RECORDS SUPPLIED:

==============================

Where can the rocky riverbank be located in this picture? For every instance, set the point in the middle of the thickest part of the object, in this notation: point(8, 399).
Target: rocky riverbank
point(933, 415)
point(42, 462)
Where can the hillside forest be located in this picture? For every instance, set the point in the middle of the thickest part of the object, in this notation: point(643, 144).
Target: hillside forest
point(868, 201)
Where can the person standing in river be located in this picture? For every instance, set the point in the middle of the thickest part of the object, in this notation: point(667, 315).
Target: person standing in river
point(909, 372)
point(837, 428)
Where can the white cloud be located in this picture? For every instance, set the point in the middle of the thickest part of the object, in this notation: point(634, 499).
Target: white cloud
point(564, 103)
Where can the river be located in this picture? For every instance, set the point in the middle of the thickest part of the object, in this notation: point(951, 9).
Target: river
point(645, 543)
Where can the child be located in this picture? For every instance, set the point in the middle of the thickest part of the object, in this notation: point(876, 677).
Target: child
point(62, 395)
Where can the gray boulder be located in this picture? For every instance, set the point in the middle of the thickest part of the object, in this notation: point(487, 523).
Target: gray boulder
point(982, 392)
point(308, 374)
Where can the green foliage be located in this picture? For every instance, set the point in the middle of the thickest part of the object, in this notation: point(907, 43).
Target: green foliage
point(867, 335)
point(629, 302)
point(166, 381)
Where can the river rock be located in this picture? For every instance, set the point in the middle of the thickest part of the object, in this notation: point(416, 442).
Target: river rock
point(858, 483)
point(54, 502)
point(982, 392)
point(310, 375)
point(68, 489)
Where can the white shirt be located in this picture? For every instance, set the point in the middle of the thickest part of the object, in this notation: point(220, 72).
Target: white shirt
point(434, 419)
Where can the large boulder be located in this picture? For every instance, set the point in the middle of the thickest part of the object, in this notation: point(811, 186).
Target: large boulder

==============================

THE PROBLEM:
Can you rewrite all the rows above, replacing every "thickest part" with "widest part" and leaving everything else unchanged?

SOLUTION TO THIS EXERCISE:
Where can the rocky riverbank be located in this picture? For every instance, set the point in the middle of the widest part of the object, in this notation: point(8, 399).
Target: rocky riverbank
point(933, 415)
point(42, 462)
Where can the hillside forest be located in this picture? For every instance, set the point in the middle of the widest part of the object, in this notation: point(643, 144).
Target: hillside forest
point(868, 201)
Where can the person standing in river be located in this picture? For every instance, set the point in the middle of the widest part of the object, in this notation: point(667, 315).
Target: person standing in river
point(909, 372)
point(837, 428)
Where can the white cloud be located in this picture? For every instance, set the point in the middle of the widest part of the object, in this notation: point(634, 499).
Target: white cloud
point(564, 103)
Where can the river be located in this picture? For every instance, set the point in the middle of the widest part of the object, in this notation: point(951, 9).
Target: river
point(645, 543)
Where can the child be located in this picture? For every instance, set the point in the middle of the widest part of the object, in this notation: point(876, 677).
Target: child
point(62, 395)
Where can the gray boulder be located in this picture? For every instance, set the point in the middle of the widest part of the object, in this notation: point(487, 523).
Target: gray boulder
point(982, 392)
point(308, 374)
Where can the green foliage be located in this picture? For every instance, set the point in the middle of the widest part of the object, in this notation: point(907, 43).
Target: green foliage
point(867, 335)
point(629, 302)
point(166, 381)
Where can the river rock be located in this picture? For every instance, set the point in the middle of the widest part of the object, in this notation: point(416, 442).
Target: river rock
point(858, 483)
point(54, 502)
point(982, 392)
point(310, 375)
point(68, 489)
Where can the white shirt be located in this picture? For every instance, set the point in the middle of the widest part of the object, in this notation: point(220, 72).
Target: white shirt
point(434, 419)
Where can the large boulder be located in this picture? For every instance, set the point in the middle of the widest part of the object, in this notation: point(811, 186).
Target: large boulder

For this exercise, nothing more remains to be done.